**Task goal**
In the material below, list each line as a JSON array of strings, one string per line, starting at the line containing "The grounding module scans the image above for the doorway" and ending at the line containing "(528, 65), (571, 240)", with both of those lines included and blank lines left out.

**Material to process**

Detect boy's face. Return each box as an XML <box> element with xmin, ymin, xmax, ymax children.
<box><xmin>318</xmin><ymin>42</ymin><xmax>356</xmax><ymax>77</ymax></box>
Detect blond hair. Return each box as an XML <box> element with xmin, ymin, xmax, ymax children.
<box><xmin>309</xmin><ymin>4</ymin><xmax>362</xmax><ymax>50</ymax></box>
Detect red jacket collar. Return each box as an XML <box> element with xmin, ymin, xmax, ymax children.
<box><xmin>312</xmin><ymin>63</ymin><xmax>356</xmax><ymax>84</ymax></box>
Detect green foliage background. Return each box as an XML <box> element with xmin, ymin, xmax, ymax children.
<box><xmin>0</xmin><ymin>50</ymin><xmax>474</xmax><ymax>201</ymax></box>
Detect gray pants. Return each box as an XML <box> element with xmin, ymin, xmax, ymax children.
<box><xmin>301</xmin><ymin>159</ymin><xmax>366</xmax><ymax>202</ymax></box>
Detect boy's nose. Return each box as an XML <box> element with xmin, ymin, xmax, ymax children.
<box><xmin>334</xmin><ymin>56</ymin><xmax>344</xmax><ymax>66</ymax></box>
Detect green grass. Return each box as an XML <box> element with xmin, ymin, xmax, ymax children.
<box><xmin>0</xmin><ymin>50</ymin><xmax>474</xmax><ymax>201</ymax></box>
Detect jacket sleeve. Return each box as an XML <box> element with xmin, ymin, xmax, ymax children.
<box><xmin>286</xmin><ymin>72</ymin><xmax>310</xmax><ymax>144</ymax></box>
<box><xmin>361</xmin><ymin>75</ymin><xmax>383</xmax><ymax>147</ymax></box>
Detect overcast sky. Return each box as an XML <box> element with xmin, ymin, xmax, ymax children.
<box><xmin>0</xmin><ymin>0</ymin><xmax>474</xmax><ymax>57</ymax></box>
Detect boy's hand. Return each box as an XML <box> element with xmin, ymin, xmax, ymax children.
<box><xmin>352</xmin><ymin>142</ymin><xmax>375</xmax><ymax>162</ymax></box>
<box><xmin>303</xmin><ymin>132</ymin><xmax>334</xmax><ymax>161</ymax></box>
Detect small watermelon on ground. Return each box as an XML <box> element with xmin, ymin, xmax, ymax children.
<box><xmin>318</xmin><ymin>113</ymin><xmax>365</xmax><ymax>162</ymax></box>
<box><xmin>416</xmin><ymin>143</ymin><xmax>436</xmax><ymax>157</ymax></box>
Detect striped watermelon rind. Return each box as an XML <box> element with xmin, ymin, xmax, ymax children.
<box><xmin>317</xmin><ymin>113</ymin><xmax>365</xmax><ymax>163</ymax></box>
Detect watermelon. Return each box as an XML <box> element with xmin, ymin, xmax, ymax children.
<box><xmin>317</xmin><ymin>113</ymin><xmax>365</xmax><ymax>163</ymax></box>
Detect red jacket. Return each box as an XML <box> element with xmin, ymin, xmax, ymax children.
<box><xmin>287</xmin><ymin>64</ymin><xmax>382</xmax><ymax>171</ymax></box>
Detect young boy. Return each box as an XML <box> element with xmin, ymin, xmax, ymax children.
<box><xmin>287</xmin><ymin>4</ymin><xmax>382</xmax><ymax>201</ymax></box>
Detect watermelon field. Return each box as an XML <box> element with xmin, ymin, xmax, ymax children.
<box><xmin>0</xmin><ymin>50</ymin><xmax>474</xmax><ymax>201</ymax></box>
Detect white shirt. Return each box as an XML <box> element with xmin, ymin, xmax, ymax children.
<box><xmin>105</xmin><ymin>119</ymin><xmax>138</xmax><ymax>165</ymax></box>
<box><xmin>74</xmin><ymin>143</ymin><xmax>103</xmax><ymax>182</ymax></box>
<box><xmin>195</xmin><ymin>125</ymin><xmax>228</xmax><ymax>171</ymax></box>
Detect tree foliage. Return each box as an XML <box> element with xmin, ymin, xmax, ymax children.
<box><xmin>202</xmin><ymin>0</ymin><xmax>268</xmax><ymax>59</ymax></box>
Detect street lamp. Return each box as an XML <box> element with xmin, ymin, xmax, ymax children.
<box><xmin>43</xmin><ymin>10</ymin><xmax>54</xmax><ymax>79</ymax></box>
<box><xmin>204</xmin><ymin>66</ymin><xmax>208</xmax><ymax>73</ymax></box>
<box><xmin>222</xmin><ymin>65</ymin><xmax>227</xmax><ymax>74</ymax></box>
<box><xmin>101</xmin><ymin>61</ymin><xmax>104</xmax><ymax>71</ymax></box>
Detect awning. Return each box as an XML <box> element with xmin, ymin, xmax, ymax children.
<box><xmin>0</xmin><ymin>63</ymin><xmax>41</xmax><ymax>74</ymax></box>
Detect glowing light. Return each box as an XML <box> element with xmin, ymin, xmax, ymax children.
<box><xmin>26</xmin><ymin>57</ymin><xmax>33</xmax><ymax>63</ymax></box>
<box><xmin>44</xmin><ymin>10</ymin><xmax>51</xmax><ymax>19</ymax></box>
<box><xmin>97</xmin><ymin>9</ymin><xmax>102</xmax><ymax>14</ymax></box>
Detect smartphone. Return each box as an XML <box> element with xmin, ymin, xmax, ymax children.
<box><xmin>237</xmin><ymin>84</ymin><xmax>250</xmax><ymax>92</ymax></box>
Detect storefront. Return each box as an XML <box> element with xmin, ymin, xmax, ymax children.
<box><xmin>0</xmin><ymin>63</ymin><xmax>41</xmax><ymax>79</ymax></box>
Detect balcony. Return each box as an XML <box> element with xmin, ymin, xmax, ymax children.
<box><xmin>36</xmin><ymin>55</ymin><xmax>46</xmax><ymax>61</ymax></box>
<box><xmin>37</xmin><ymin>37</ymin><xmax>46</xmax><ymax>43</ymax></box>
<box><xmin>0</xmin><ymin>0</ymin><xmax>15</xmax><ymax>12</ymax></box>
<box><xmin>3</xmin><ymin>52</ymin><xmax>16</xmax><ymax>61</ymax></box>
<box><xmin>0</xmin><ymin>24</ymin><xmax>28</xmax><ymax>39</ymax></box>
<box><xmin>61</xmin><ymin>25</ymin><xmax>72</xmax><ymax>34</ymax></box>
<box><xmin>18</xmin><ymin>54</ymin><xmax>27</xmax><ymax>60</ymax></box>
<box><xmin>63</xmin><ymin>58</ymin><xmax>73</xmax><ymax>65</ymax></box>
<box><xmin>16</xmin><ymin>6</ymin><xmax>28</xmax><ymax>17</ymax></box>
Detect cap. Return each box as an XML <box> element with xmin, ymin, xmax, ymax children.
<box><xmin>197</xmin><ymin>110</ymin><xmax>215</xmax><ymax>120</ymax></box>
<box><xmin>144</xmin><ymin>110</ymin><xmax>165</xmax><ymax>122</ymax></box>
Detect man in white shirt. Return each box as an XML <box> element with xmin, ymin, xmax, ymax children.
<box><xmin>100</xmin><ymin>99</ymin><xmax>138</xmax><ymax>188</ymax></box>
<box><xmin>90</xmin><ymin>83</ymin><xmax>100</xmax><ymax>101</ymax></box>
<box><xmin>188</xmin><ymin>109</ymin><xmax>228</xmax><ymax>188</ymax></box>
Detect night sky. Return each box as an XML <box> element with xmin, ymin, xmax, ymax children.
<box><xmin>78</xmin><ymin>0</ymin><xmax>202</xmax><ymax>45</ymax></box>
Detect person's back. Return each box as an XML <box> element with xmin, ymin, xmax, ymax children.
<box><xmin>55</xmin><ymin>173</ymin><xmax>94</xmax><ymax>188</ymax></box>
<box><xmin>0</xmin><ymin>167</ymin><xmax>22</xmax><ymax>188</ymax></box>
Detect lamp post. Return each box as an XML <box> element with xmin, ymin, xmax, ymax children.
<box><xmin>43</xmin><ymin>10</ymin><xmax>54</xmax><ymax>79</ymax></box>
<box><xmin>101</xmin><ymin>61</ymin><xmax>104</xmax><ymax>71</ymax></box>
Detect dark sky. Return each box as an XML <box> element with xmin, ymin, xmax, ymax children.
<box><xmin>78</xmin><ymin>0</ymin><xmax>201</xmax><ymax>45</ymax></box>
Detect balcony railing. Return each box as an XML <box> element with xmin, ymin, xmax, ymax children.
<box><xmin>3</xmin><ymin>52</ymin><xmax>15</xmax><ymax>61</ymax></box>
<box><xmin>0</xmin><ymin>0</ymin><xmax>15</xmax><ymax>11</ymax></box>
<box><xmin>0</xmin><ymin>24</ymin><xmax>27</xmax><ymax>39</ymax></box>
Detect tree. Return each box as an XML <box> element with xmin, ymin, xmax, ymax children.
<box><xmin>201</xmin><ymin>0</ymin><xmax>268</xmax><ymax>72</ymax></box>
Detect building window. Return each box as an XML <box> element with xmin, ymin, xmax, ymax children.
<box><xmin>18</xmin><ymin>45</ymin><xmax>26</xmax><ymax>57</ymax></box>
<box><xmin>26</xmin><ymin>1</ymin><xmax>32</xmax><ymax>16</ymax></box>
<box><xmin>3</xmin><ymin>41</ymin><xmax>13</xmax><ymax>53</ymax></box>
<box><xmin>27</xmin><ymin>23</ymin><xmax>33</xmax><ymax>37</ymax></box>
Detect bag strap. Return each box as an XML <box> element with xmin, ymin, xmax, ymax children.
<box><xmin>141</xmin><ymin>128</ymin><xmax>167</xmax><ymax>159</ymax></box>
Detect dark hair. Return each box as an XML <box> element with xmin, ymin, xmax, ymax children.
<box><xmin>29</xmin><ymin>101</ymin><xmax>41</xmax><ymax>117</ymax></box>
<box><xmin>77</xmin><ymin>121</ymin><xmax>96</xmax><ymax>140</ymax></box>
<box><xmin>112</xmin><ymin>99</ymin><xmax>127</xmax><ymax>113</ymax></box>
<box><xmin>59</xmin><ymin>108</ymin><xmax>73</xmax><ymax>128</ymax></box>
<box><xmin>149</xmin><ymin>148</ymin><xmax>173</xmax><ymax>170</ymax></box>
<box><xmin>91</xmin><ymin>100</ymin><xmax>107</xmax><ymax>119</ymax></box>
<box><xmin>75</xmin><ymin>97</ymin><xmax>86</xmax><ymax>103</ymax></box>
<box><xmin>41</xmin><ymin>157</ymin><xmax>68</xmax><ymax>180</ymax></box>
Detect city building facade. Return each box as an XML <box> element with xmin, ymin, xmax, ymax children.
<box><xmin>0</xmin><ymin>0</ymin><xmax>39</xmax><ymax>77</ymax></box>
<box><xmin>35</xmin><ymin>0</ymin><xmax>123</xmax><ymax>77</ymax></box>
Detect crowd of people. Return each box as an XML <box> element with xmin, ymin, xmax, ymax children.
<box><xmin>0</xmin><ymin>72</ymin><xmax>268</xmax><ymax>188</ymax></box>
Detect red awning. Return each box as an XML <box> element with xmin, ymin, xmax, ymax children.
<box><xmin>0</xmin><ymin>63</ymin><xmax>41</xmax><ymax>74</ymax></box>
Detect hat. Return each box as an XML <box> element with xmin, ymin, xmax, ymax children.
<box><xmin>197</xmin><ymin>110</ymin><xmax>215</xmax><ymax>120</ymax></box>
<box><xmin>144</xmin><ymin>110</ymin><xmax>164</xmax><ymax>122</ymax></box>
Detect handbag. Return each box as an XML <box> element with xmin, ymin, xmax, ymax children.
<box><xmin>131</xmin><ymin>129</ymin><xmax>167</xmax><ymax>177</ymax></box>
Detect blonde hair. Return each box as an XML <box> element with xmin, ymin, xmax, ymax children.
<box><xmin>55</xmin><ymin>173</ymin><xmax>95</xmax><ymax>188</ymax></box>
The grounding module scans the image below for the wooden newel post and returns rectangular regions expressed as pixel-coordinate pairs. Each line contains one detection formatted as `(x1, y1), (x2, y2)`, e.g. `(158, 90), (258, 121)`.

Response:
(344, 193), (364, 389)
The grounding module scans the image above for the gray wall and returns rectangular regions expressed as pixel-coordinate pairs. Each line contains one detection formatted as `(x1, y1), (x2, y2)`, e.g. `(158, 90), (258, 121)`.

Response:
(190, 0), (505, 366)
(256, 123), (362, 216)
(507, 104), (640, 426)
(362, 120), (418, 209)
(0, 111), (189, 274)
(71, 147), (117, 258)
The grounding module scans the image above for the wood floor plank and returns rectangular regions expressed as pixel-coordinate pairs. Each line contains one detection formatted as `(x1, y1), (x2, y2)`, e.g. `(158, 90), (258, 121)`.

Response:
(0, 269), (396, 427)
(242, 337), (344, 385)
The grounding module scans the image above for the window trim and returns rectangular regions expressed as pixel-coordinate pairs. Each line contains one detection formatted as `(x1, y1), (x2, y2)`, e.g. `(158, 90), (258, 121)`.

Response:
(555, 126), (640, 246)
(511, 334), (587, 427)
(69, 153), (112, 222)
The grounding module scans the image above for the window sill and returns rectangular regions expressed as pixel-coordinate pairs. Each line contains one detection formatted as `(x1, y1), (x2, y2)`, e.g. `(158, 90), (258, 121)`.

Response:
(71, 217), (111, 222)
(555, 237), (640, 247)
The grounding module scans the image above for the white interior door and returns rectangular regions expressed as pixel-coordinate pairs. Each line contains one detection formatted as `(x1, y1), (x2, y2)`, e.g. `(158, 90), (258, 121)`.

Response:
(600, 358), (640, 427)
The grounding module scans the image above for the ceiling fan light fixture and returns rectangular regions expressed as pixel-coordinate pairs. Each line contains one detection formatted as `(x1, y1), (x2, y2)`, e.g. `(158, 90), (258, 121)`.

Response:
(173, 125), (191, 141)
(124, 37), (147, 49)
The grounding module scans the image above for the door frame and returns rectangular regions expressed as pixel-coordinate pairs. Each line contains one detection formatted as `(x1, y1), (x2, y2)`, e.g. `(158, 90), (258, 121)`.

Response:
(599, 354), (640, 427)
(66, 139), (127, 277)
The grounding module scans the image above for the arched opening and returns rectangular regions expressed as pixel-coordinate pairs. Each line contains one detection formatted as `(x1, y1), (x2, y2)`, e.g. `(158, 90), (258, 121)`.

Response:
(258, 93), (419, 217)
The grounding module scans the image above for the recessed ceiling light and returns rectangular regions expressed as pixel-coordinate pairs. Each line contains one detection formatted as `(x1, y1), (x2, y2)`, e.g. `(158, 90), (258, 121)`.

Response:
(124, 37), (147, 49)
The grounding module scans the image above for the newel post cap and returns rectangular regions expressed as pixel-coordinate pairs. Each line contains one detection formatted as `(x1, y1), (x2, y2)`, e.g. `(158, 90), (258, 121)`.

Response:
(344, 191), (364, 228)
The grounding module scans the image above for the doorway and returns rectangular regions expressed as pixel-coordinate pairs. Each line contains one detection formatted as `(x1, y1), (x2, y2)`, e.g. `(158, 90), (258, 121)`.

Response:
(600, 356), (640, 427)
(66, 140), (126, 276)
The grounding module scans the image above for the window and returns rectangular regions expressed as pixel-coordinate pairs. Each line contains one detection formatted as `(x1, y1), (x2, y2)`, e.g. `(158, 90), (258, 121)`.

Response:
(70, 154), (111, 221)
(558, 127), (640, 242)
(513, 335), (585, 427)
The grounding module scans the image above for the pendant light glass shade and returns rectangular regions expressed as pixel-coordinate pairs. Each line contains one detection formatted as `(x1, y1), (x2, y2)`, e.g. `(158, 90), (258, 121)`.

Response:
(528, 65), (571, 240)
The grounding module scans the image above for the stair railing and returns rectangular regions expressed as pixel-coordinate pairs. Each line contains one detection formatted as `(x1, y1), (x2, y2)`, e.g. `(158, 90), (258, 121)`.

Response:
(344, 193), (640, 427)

**Task result**
[
  "The grounding module scans the image above for the doorway and returns rectangular regions expressed as pixel-coordinate pairs. Each line contains one detection formatted as `(x1, y1), (x2, y2)`, e.g. `(158, 90), (258, 121)`.",
  "Response:",
  "(600, 356), (640, 427)",
  "(66, 140), (126, 276)",
  "The grounding module scans the image above for the window and returns rectangular regions expressed as pixel-coordinate pairs. Each line contains one detection formatted as `(x1, y1), (x2, y2)`, e.g. `(158, 90), (258, 121)`.",
  "Response:",
  "(70, 154), (111, 221)",
  "(558, 127), (640, 242)",
  "(513, 335), (585, 427)",
  "The grounding module scans the image above for the pendant light glass shade and returns rectangular regions expressed as pixel-coordinate pairs. Each line contains one detection formatted as `(x1, y1), (x2, y2)`, e.g. `(158, 90), (258, 121)`.",
  "Response:",
  "(528, 65), (571, 240)"
]